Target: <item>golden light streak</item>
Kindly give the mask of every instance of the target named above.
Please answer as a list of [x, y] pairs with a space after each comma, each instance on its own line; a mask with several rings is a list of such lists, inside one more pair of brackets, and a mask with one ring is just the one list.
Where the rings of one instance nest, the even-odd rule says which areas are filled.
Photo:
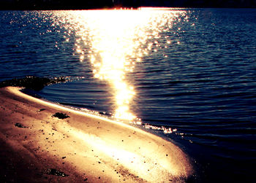
[[[115, 96], [113, 117], [134, 120], [136, 116], [131, 112], [130, 104], [136, 93], [127, 75], [144, 55], [161, 49], [157, 40], [161, 38], [159, 33], [171, 26], [173, 20], [184, 11], [143, 9], [58, 13], [62, 17], [62, 13], [65, 14], [66, 19], [62, 20], [65, 28], [75, 32], [75, 47], [80, 61], [90, 61], [94, 77], [110, 86]], [[171, 43], [168, 39], [166, 42]], [[89, 47], [89, 51], [85, 47]]]

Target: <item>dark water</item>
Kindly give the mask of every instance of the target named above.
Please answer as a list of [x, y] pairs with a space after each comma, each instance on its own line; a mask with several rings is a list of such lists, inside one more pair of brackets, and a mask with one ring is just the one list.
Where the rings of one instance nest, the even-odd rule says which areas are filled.
[[[192, 157], [195, 182], [255, 182], [256, 9], [182, 10], [188, 21], [181, 16], [159, 34], [172, 44], [165, 47], [159, 38], [160, 50], [128, 74], [137, 93], [131, 109], [143, 122], [177, 129], [164, 135]], [[80, 62], [77, 36], [71, 31], [65, 42], [67, 28], [53, 26], [53, 14], [0, 12], [0, 81], [70, 76], [74, 82], [39, 95], [112, 114], [108, 84], [94, 79], [89, 61]]]

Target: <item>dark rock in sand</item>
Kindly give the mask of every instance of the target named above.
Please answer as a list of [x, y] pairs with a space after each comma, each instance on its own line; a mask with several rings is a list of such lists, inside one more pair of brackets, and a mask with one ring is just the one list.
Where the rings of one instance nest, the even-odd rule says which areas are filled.
[[59, 119], [66, 119], [67, 117], [70, 117], [69, 116], [67, 115], [66, 114], [61, 113], [61, 112], [56, 112], [55, 113], [53, 117], [58, 117]]
[[49, 168], [47, 169], [45, 173], [48, 175], [53, 175], [53, 176], [68, 176], [69, 175], [67, 175], [65, 173], [62, 171], [57, 171], [56, 169], [54, 168]]
[[24, 126], [23, 125], [20, 124], [20, 123], [15, 123], [15, 126], [17, 126], [18, 128], [26, 128], [26, 126]]
[[21, 79], [12, 79], [0, 82], [0, 87], [13, 86], [24, 87], [26, 89], [34, 90], [40, 90], [45, 86], [56, 84], [59, 82], [65, 82], [69, 80], [67, 77], [60, 77], [54, 78], [38, 77], [26, 77]]

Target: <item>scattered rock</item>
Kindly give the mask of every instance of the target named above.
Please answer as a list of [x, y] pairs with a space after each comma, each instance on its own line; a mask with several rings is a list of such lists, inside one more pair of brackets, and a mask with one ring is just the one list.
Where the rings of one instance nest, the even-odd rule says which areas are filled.
[[45, 174], [48, 175], [53, 175], [53, 176], [68, 176], [69, 175], [67, 175], [62, 171], [57, 171], [55, 168], [49, 168], [45, 171]]
[[53, 114], [53, 117], [58, 117], [59, 119], [66, 119], [67, 117], [70, 117], [69, 116], [67, 115], [66, 114], [61, 113], [61, 112], [56, 112], [54, 114]]

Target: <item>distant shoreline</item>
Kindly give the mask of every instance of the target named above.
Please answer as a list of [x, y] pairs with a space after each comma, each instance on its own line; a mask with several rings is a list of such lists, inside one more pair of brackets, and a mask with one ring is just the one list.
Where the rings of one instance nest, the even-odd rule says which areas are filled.
[[2, 0], [1, 10], [138, 9], [140, 7], [256, 8], [256, 0], [157, 1], [157, 0]]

→ WRITTEN TASK
Rewrite the entire listing above, swapping every "instance" for "occurrence" and changing nothing else. Leave the pictures out.

→ EXERCISE RESULT
Target: <item>golden light streak</item>
Kindly give the mask of every occurrence of the target named above.
Please answer as a list of [x, y] pairs with a space after each comma, each occurrence on its own line; a mask with several rings is a list of such lists, inside one more pair of brackets, and a mask with one ring is just the one list.
Where the rings of one occurrence nest, the even-odd rule says which areas are filled.
Photo:
[[[115, 96], [113, 117], [134, 120], [136, 116], [131, 112], [130, 104], [136, 93], [127, 75], [144, 55], [161, 49], [157, 40], [161, 38], [159, 33], [171, 26], [173, 20], [184, 11], [143, 9], [58, 13], [62, 17], [62, 13], [65, 14], [66, 19], [62, 20], [65, 28], [75, 32], [75, 47], [80, 61], [90, 61], [94, 77], [110, 86]], [[171, 43], [168, 39], [166, 42]], [[89, 47], [89, 51], [85, 47]]]

Target: <item>dark water</item>
Kindly give the mask of every occurrence of the target named above.
Please answer as a list of [x, y] pairs with a space after each comma, each occurrence on its own line; a mask with several rings is a list of such lists, inside one more pair of brackets, and a mask with one ring is just the one list.
Where the rings of one occurrence nest, the even-odd rule says which areas are filled.
[[[192, 157], [195, 182], [255, 182], [256, 9], [182, 10], [188, 21], [181, 16], [159, 34], [172, 44], [165, 47], [159, 38], [160, 50], [128, 74], [137, 93], [131, 109], [143, 122], [177, 129], [164, 135]], [[80, 62], [77, 36], [71, 31], [65, 42], [67, 28], [53, 26], [53, 14], [0, 12], [0, 81], [70, 76], [74, 82], [39, 95], [112, 114], [108, 84], [94, 79], [89, 61]]]

Target: <item>dark rock in sand</item>
Kindly give the mask of every occurrence of the target named above.
Please answer as a list of [x, y] pairs with a space after each comma, each occurrence on its own line; a mask with several rings is a list of such lists, inside one more pair of brackets, and a mask with one ring is just the one list.
Where the rings of one occurrence nest, the even-odd rule says which areas are filled.
[[59, 119], [66, 119], [67, 117], [70, 117], [69, 116], [67, 115], [66, 114], [61, 113], [61, 112], [56, 112], [55, 113], [53, 117], [58, 117]]
[[49, 168], [47, 169], [45, 173], [48, 175], [53, 175], [53, 176], [68, 176], [69, 175], [67, 175], [65, 173], [62, 171], [57, 171], [56, 169], [54, 168]]
[[24, 126], [23, 125], [20, 124], [20, 123], [15, 123], [15, 126], [17, 126], [18, 128], [26, 128], [26, 126]]
[[21, 79], [12, 79], [0, 82], [0, 87], [13, 86], [24, 87], [26, 89], [34, 90], [40, 90], [45, 86], [56, 84], [59, 82], [65, 82], [69, 80], [67, 77], [60, 77], [54, 78], [38, 77], [26, 77]]

Target: <item>scattered rock</item>
Kindly give the mask of every occurrence of the target named above.
Please answer as a list of [x, y] pairs with a space after each comma, each occurrence on its own line; a mask with several rings is a list of such lists, inside one more pair of brackets, and a mask with one ring is just the one list.
Where the rings of one occurrence nest, the even-odd rule says which areas are filled.
[[45, 174], [48, 175], [53, 175], [53, 176], [68, 176], [69, 175], [67, 175], [62, 171], [57, 171], [55, 168], [49, 168], [45, 171]]
[[53, 114], [53, 117], [58, 117], [59, 119], [66, 119], [67, 117], [70, 117], [69, 116], [67, 115], [66, 114], [61, 113], [61, 112], [56, 112], [54, 114]]

Target: <item>distant shoreline</item>
Kindly give the mask of every occurrence of the target named above.
Please answer as a list of [x, y] pairs with a space after each comma, each occurrence on its own line; a mask with several rings is a list of such lists, inside one more pair of brackets, and a mask with one ring is just the one list.
Where the rings of one occurrence nest, the even-odd rule says which areas are filled.
[[2, 0], [1, 10], [138, 9], [140, 7], [256, 8], [256, 0], [157, 1], [157, 0]]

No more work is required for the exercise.